**Excerpted records**.
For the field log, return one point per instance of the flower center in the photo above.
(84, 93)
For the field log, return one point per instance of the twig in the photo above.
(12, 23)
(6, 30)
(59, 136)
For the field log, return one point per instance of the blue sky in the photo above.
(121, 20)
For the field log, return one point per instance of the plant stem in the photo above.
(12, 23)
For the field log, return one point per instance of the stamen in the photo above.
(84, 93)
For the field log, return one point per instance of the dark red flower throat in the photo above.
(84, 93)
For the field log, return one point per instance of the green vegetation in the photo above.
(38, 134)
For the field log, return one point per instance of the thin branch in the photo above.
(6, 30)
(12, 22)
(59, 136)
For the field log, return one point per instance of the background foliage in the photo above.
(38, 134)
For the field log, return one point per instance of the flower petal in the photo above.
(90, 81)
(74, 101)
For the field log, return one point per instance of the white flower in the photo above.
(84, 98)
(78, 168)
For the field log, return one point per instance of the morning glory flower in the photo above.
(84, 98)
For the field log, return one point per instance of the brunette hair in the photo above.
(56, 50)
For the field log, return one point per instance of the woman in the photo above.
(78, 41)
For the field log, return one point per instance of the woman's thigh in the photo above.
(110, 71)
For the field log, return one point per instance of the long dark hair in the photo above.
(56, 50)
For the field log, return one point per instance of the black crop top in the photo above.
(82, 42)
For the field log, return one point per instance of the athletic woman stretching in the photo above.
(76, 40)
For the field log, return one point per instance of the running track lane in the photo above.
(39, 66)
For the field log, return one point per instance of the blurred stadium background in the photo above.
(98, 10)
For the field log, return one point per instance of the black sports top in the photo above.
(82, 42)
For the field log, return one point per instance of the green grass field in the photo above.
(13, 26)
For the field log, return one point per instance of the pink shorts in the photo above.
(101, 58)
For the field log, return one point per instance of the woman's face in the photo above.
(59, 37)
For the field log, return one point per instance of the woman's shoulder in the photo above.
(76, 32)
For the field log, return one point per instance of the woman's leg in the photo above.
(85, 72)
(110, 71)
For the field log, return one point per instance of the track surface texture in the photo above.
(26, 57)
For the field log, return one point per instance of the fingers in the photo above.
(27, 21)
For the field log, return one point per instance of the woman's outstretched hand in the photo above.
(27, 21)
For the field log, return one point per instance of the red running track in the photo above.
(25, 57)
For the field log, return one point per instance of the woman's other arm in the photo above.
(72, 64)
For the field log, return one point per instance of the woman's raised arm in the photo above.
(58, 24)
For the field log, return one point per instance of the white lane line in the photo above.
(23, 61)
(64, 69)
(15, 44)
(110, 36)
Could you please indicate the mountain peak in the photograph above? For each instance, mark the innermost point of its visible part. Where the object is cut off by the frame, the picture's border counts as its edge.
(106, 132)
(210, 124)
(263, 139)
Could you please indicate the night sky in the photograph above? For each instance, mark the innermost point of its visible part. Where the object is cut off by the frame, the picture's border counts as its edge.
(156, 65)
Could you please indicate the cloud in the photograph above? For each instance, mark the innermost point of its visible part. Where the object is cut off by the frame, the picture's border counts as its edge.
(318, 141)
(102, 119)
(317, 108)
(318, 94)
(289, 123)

**Task instructions**.
What you should do is return the records above exactly, leaving nothing out.

**Exercise solution**.
For the field log, return one point per instance of the flower center in the photo above.
(84, 93)
For the field log, return one point per instance of the twig in the photo above.
(12, 23)
(6, 30)
(59, 136)
For the field log, return one point per instance of the blue sky in the photo above.
(121, 20)
For the field log, return one point per instance of the plant stem in the photo above.
(12, 23)
For the field log, return one point per instance of the stamen in the photo above.
(84, 93)
For the field log, return one point per instance of the dark red flower throat in the photo above.
(84, 93)
For the field log, return one point per instance of the green vegetation in the photo above.
(38, 134)
For the field log, return one point per instance of the thin branch in the photo above.
(6, 30)
(12, 22)
(59, 136)
For the field log, return one point per instance of the background foliage in the photo above.
(38, 134)
For the field log, return one point per instance of the flower petal in the photo above.
(90, 81)
(74, 101)
For the field log, return one point per instance of the white flower in the photo above.
(84, 98)
(78, 168)
For the field log, return one point per instance of the morning glory flower in the photo above.
(84, 98)
For the field log, return one point per instance of the brunette hair in the photo above.
(56, 50)
For the field log, return one point per instance of the woman in the photo above.
(78, 41)
For the field log, return one point per instance of the woman's thigh in the photo above.
(110, 71)
For the field log, return one point per instance of the long dark hair in the photo above.
(56, 50)
For the field log, return one point per instance of the black crop top in the photo above.
(82, 42)
For the field log, return one point per instance of the athletic woman stretching in the photo above.
(76, 40)
For the field log, return one point per instance of the running track lane in the photo above.
(39, 66)
For the field log, return one point per instance of the blurred stadium background in the photo above.
(98, 10)
For the field log, return one point per instance of the black sports top in the photo above.
(82, 42)
For the field log, return one point per instance of the green grass field in the photo above.
(13, 26)
For the field log, return one point per instance of the pink shorts in the photo above.
(101, 58)
For the field log, return one point per instance of the woman's face in the photo above.
(59, 37)
For the field log, return one point per instance of the woman's shoulder in the photo above.
(76, 32)
For the field log, return one point per instance of the woman's leg in the photo above.
(85, 72)
(110, 71)
For the field log, return one point per instance of the track surface texture in the photo above.
(26, 57)
For the field log, return one point per instance of the fingers in the photo above.
(27, 21)
For the field log, return one point per instance of the woman's outstretched hand in the photo above.
(27, 21)
For the field log, return one point per instance of the red running track in the photo above.
(25, 57)
For the field log, return one point per instance of the woman's other arm in the photo above.
(72, 64)
For the field log, return one point per instance of the woman's raised arm in the photo above.
(58, 24)
For the field log, return one point per instance of the white lane line in the photo above.
(23, 61)
(64, 69)
(15, 44)
(110, 36)
Could you please indicate the mountain peak in the photograph above? For each instance, mark the innermost point of its visible part. Where the object is cut off by the frame, the picture's border counts as its edge.
(106, 132)
(210, 124)
(263, 139)
Could you please indicate the night sky in the photograph above? For each instance, mark the innermost point of its visible part. Where the object is cut off by the frame, the picture's border counts as its edge.
(156, 65)
Could you please indicate the cloud in the photograph above? For each instance, mark the innermost point of its visible part. Where the object is cut off by the frame, the picture's border counts as its edge.
(318, 141)
(102, 119)
(317, 108)
(318, 94)
(289, 123)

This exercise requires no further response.